=== TASK ITEM ===
Give back every entry in full, exactly as it reads.

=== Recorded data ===
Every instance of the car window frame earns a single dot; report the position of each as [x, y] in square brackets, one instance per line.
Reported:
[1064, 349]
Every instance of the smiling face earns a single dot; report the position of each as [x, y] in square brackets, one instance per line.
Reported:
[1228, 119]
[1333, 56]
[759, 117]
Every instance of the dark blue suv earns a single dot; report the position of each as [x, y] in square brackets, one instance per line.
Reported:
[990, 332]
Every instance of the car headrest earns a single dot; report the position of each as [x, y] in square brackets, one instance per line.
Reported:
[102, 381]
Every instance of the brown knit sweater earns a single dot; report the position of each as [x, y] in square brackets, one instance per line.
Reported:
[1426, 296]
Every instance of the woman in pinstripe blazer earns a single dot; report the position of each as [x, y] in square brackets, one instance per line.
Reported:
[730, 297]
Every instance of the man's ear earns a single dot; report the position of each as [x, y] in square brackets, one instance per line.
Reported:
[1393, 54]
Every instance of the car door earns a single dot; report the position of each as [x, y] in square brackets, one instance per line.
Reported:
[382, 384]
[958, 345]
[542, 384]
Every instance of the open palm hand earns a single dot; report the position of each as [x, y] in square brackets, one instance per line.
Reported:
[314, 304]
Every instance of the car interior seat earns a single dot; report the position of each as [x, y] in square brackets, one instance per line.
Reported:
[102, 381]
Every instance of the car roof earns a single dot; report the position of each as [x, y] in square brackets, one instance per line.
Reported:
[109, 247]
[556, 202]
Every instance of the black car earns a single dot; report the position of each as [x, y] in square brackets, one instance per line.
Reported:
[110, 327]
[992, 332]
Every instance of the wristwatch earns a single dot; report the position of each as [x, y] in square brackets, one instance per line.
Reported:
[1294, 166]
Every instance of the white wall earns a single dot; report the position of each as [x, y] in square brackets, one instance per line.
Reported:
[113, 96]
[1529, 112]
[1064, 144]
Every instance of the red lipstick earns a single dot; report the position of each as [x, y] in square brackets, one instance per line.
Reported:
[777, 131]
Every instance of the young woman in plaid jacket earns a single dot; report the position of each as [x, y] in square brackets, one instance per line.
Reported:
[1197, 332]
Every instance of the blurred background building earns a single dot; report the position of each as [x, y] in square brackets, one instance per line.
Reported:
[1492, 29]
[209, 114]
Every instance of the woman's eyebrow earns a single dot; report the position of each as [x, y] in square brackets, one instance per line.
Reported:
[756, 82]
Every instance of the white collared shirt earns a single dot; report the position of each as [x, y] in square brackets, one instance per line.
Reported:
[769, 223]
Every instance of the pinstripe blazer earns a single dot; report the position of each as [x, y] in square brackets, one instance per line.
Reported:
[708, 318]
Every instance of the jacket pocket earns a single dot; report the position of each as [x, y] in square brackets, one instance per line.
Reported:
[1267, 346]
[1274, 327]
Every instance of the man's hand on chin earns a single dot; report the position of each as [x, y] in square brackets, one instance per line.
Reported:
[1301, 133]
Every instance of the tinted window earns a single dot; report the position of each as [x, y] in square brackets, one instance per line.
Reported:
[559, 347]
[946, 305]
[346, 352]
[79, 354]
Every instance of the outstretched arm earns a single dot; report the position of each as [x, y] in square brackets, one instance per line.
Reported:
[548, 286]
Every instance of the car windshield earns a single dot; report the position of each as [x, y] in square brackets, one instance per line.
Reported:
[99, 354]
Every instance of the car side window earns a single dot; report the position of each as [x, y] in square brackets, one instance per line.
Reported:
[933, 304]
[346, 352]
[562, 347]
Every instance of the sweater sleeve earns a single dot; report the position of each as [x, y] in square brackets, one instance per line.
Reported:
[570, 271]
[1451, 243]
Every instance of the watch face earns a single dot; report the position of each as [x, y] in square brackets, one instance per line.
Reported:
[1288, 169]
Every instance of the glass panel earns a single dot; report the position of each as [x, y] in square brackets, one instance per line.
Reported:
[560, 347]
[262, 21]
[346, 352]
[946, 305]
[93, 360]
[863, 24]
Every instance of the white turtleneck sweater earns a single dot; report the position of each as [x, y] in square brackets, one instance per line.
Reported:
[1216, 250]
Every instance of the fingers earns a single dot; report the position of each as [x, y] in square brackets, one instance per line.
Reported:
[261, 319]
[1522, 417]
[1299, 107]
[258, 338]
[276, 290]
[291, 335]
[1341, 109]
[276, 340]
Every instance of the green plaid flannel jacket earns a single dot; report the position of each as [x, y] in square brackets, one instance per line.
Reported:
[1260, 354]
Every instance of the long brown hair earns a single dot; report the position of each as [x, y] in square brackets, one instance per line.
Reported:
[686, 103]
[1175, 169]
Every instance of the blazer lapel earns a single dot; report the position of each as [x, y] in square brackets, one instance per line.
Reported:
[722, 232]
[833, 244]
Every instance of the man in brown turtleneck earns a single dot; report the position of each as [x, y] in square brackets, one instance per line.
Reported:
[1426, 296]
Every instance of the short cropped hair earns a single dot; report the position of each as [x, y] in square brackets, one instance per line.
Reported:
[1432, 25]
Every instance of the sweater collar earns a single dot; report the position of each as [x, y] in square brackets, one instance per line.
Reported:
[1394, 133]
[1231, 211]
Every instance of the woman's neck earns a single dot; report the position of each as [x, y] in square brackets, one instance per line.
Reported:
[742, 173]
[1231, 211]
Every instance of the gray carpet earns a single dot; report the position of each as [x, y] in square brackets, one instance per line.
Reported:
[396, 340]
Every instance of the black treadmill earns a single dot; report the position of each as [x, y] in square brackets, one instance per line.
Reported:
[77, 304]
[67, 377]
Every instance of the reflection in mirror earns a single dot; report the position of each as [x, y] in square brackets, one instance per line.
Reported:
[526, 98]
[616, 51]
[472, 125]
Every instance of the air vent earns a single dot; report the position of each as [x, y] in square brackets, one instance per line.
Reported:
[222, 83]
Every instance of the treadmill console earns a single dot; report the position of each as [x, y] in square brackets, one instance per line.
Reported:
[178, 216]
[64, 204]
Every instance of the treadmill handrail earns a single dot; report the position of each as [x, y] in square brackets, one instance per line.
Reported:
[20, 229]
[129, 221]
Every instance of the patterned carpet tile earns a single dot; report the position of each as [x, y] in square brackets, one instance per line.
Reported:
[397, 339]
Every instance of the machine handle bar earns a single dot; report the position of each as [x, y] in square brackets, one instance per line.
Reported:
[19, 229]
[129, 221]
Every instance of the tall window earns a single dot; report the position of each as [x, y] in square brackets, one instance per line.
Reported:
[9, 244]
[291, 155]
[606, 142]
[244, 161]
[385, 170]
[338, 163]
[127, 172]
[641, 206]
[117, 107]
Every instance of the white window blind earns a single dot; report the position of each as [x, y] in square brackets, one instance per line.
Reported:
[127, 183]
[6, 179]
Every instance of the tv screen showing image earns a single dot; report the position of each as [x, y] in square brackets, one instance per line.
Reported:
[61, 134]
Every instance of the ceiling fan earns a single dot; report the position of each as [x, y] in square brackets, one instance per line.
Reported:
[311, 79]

=== ANSWER FOR THE TASK ===
Every instance of the car window frame earns a single dot; report the position of each as [x, y] in square brackets, one instance per line.
Reported:
[1064, 349]
Every instance of the smiling face earns a single dot; report the position of each as [x, y] in square brackets, one instance per line.
Reported:
[1228, 119]
[1333, 56]
[759, 117]
Every instance of the dark blue suv earns a single dot; report the position of each as [x, y] in square brackets, one instance per line.
Reported:
[990, 332]
Every instance of the car headrest earns a single dot; report the position of each as [x, y] in square brackets, one instance per line.
Reported:
[102, 381]
Every instance of the brown knit sweater earns a single dot; report the position of each as [x, y] in square brackets, one instance per line.
Reported:
[1426, 296]
Every instance of the woman in pinstripe blazer earns a single dot; report the position of each as [x, y] in square brackets, one instance per line.
Reported:
[730, 297]
Every instance of the man's ear earns a single dot; report the position of each as [x, y] in square brackets, one instance per line.
Reported:
[1393, 54]
Every instance of the car door earns a single dot; report the position of each as [x, y] in square brackets, one instance per line.
Reported:
[382, 384]
[958, 345]
[542, 384]
Every instance of the open palm hand earns a single dot; report the position of each as [x, y] in square brackets, one instance per line.
Reported:
[314, 304]
Every instance of the car interior seat earns a single dot; report the position of each as [x, y] in square brackets, one instance per line.
Reported:
[102, 381]
Every instance of the car roof earns a single dot; report the position of each as [x, y] in square brackets, one instance per line.
Reported:
[109, 247]
[556, 202]
Every instance of the black car earns a single dot; report the position of each as [x, y] in square brackets, one instance per line.
Reported:
[110, 327]
[992, 332]
Every instance of the wristwatch earns a single dot; report the position of each as [x, y] in square brackets, one instance per line.
Reported:
[1294, 166]
Every instance of the white wall earns a single dot; report the position of each as [x, y] in square brackets, one instance per line.
Reported:
[113, 96]
[1529, 112]
[1064, 144]
Every instance of the red lipstick earns a single dot; report the position of each as [x, y] in square brackets, one instance per line.
Reported:
[777, 131]
Every instance of the young woman in plaid jacket earns a single dot; report the position of each as [x, y] in square brackets, one instance per line.
Reported:
[1197, 332]
Every instance of the blurred background building earns a single dot; report the position of each as [x, y] in square brackets, one instance per line.
Reported:
[1492, 29]
[209, 114]
Every instance of the woman's eyebrow earns a single dot; report the position of each as [x, y] in square brackets, one instance per line.
Reported:
[756, 82]
Every instance of the white collared shirt earns a single dot; report the position of each as [x, y] in square brackets, one instance per line.
Reported:
[769, 223]
Every instance of the pinstripe blazer earns a single dot; report the position of each as [x, y] in square brackets, one instance per line.
Reported:
[708, 318]
Every instance of the jacket pocket earns a single dot; report the position of each as [x, y] in square brackets, one instance per line.
Reported:
[1267, 346]
[1274, 327]
Every instance of the man's hand on chin earns a single dot; report the position of each as [x, y] in square brackets, one instance per line.
Reported:
[1301, 133]
Every instance of the tinted window earns a single dot; report the position of each as [x, y] in square brackets, one instance per line.
Reported:
[559, 347]
[946, 305]
[346, 352]
[79, 354]
Every instance of the outstretched arm earns a single dot; report the position of each as [x, y] in square brackets, one instance per line.
Reported:
[548, 286]
Every instance of the car windshield earns a single dot; report the position of each as [x, y] in square brackets, one instance per line.
Reported:
[99, 354]
Every instance of the car side window earns a single dot; report the position of each as [x, y] in square brackets, one instance per line.
Reported:
[933, 304]
[346, 352]
[562, 347]
Every instance of the sweater sleeve earns a single dot; report the position of each as [x, y] in square brackets, one instance per line.
Reported:
[570, 271]
[1451, 243]
Every instance of the watch face earns a single dot; report the position of each as [x, y] in square brackets, one instance per line.
Reported:
[1288, 169]
Every instance of the glass panel earns a single dot; report the position of each as [x, y] in square brackets, one instance per line.
Reported:
[560, 347]
[262, 21]
[346, 352]
[946, 305]
[93, 360]
[863, 24]
Every instance of the white turtleneck sweater earns a single dot; report the position of each as [x, y] in square brackets, one instance per line.
Reported:
[1216, 250]
Every instance of the fingers earns a single dot; report the position of each as [x, y] in square brackets, one instance per line.
Reported:
[261, 319]
[1522, 417]
[1299, 107]
[258, 338]
[276, 290]
[291, 335]
[1341, 109]
[276, 340]
Every instance of the green plaid flannel jacket earns a single dot; report the position of each as [x, y] in square brackets, one instance per line.
Reported:
[1260, 354]
Every instance of the long brown hair earns a single dot; report the position of each as [x, y] in square brackets, one instance per line.
Reported:
[686, 103]
[1175, 169]
Every instance of the blazer lapel earns a single dot; report the position of each as [x, y] in square brackets, one instance per line.
Reported:
[722, 232]
[833, 244]
Every instance of the man in brown turtleneck earns a single dot; report the position of each as [x, y] in square brackets, one instance per line.
Reported:
[1426, 296]
Every instance of the short cropped hair earns a single dot; report the position of each as [x, y] in square brackets, one instance per line.
Reported:
[1432, 25]
Every instance of the sweater collar earns a single dot; report the position of each as [x, y] in square brackets, one instance per line.
Reported:
[1394, 133]
[1231, 211]
Every instance of the woman's neck earns a single dot; report the position of each as [x, y] in square brackets, one instance per line.
Reported:
[742, 173]
[1231, 211]
Every instance of the gray carpet earns a single dot; report the position of each as [x, y] in square brackets, one instance per line.
Reported:
[396, 340]
Every instance of the black treadmill earns a single dot; report the position of each as [x, y] in square brackets, one instance per line.
Reported:
[77, 304]
[67, 377]
Every instance of the reflection in mirror earns a single dot; report the position of each as [x, y] in square brackets, one instance per line.
Reported:
[526, 98]
[616, 51]
[472, 125]
Every instance of the air vent earns a single dot; report the position of each as [x, y] in square brackets, one instance per line.
Reported:
[222, 83]
Every instance of the treadmill console earns a single dot; report the position of each as [x, y] in square brackets, one instance per line.
Reported:
[178, 216]
[64, 204]
Every instance of the treadmill handrail earns a single dot; report the position of each as [x, y] in square brackets, one instance per line.
Reported:
[20, 229]
[129, 221]
Every instance of the patterned carpet tile earns a single dot; report the position of each as [x, y] in square brackets, one instance per line.
Reported:
[397, 339]
Every instance of the machine handle bar earns a single dot; report the position of each as [x, y] in square brackets, one instance per line.
Reported:
[19, 229]
[129, 221]
Every instance of the tall window earns a single dot; report the position of each as [x, y] in square brackets, one instance per line.
Reported:
[9, 244]
[291, 155]
[606, 142]
[244, 161]
[385, 170]
[338, 163]
[127, 172]
[641, 206]
[117, 107]
Every instance of the white window blind earns a single dot; report the position of each as [x, y] in square brackets, one instance per line.
Reported:
[127, 183]
[6, 179]
Every instance of the tv screen showing image earns a single dot; report the position of each as [x, y] in square brackets, one instance per line.
Reported:
[61, 134]
Every instance of the ceiling fan earns a single dot; report the position of each as [x, y] in square brackets, one instance per line.
Reported:
[311, 79]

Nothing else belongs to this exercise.